*Stated exercise*
Both the line containing "form: x=564 y=325." and the last line of the listing are included: write out exactly the lines from one to the other.

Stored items
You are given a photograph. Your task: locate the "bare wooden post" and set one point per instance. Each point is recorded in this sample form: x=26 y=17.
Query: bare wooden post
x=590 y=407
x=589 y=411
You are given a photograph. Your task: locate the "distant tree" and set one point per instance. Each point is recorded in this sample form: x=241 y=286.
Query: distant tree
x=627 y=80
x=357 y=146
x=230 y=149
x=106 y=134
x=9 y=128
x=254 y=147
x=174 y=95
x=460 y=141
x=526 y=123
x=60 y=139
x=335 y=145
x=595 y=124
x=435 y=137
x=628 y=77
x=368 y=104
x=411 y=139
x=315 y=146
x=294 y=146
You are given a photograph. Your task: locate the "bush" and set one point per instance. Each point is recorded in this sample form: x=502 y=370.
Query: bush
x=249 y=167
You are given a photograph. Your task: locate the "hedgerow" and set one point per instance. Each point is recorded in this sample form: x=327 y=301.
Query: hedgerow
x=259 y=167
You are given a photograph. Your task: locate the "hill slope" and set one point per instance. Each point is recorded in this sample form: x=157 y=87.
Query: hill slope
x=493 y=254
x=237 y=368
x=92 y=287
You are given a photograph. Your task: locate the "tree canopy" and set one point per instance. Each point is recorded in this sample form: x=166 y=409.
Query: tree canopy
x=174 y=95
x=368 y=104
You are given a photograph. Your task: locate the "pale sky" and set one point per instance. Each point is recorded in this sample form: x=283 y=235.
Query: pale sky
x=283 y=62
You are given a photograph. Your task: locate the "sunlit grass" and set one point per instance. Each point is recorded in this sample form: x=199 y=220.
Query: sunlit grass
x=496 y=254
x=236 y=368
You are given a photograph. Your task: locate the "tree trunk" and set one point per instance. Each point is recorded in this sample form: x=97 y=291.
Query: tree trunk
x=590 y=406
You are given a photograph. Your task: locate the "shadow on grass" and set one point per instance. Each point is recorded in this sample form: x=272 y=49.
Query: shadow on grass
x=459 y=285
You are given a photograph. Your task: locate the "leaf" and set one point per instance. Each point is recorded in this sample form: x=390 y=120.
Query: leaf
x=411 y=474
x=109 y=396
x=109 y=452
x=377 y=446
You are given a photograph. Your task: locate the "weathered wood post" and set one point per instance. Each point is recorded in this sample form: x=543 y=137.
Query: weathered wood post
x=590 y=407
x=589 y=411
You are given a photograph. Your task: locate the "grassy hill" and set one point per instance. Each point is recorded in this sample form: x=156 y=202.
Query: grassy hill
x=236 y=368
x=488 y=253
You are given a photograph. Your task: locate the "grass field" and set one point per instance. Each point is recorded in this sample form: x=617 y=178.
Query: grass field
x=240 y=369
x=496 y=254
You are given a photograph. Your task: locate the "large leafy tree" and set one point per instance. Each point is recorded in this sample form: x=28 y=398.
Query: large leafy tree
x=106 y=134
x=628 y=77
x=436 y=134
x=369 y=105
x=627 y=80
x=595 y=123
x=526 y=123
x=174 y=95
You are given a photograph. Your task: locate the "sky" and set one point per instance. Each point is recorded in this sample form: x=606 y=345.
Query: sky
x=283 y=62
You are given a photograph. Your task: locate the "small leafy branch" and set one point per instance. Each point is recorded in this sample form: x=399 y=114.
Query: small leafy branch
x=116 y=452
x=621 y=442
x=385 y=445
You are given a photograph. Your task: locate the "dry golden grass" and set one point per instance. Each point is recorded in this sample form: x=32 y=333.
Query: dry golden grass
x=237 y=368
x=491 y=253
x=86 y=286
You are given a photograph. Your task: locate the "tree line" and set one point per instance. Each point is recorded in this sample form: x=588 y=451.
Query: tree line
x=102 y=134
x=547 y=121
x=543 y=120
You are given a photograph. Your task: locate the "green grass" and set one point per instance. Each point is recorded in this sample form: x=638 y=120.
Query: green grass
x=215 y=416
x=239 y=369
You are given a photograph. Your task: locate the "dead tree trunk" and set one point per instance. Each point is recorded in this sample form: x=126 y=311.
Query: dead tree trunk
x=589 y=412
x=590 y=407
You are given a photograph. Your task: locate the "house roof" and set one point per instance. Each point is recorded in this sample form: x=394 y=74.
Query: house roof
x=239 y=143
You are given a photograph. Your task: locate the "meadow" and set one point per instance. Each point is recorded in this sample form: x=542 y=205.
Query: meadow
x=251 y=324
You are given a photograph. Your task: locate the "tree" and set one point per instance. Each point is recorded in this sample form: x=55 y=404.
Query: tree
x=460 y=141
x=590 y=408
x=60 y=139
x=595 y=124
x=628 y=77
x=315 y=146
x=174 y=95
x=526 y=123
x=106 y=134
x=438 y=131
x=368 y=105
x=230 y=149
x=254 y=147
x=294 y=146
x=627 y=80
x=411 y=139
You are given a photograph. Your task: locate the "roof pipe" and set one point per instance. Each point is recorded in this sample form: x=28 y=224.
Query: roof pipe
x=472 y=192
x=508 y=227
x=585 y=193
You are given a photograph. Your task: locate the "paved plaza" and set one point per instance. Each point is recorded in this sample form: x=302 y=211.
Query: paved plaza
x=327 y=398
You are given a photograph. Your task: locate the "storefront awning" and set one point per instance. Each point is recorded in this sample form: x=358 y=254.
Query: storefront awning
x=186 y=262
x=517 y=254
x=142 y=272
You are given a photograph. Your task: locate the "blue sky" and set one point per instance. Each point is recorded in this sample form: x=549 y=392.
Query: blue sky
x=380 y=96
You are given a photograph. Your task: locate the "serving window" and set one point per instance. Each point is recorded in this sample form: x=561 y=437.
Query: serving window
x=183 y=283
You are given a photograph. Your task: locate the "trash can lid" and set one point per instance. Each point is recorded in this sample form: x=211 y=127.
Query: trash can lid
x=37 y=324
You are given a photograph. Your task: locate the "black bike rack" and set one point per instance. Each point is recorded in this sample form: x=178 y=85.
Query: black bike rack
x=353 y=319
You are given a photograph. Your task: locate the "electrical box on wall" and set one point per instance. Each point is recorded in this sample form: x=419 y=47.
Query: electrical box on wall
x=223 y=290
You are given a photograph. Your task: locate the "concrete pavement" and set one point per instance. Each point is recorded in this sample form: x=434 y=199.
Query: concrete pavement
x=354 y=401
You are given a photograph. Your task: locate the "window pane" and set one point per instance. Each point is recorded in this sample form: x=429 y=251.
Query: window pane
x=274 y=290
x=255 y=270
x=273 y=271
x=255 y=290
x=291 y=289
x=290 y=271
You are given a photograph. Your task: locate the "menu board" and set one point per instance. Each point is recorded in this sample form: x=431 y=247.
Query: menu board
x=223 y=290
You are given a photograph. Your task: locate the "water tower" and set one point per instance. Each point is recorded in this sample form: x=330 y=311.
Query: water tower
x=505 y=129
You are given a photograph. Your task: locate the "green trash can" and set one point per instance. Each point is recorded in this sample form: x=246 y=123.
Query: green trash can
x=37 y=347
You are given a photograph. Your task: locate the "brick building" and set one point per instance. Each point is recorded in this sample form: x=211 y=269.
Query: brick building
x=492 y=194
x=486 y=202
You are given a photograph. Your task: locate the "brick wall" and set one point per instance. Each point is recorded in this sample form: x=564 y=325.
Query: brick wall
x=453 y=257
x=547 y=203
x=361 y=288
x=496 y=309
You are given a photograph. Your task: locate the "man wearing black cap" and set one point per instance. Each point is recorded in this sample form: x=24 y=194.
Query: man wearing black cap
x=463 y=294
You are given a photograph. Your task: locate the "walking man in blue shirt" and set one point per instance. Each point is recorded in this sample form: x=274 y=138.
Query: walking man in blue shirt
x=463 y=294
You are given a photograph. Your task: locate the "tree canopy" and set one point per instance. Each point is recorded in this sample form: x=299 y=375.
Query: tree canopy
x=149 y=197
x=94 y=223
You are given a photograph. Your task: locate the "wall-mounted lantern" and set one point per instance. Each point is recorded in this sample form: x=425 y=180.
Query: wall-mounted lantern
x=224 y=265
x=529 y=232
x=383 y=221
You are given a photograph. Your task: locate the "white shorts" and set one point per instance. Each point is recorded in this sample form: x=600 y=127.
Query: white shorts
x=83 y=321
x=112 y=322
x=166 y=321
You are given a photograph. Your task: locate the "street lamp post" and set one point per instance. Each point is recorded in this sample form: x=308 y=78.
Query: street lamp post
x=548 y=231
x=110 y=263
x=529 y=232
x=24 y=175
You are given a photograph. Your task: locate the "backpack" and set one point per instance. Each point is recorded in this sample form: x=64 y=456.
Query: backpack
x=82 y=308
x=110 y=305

*Task result*
You are given a photograph. Your task: locate the "brick wall" and set one point per instance. Each point is recorded in this sample form: x=564 y=325.
Query: brick wall
x=453 y=257
x=547 y=203
x=361 y=288
x=496 y=309
You are given a photograph. Your task: locate the "man wearing black cap" and set one point per instance. Each point is recorded in this sample form: x=24 y=194.
Query: man wearing black cap
x=463 y=294
You are given a photograph. Your task: locate the "walking man in blue shirt" and set one point per instance. Each point is recorded in this sample form: x=274 y=138.
Query: walking man in blue shirt
x=463 y=294
You are given a photograph. Your task: locate the "tree canopy" and set one point per instance. Each point is recorded in this sample form: x=299 y=375.
Query: tree canopy
x=149 y=197
x=94 y=223
You are given a photograph. Your task: locate the "wall-mounted lantern" and set one point per instance. Each point is recorded in this sample form: x=425 y=180.
Query: wall-mounted lantern
x=224 y=265
x=529 y=232
x=383 y=221
You are given a photograph. Your task: locate the "white shorts" and set one point per instance. Each point is recorded in this sample form: x=600 y=127.
Query: white shorts
x=83 y=321
x=112 y=322
x=166 y=321
You are given a photograph. Your task: locate the "street lamp post" and set one point per instance. Each point is recorded in this sample form: x=308 y=78.
Query: street lamp post
x=548 y=231
x=110 y=263
x=529 y=232
x=24 y=175
You are given a photograph. Your task: locate the "backpack" and set one point per instance. Each point is recorded in this sample form: x=64 y=456.
Query: backpack
x=82 y=308
x=110 y=305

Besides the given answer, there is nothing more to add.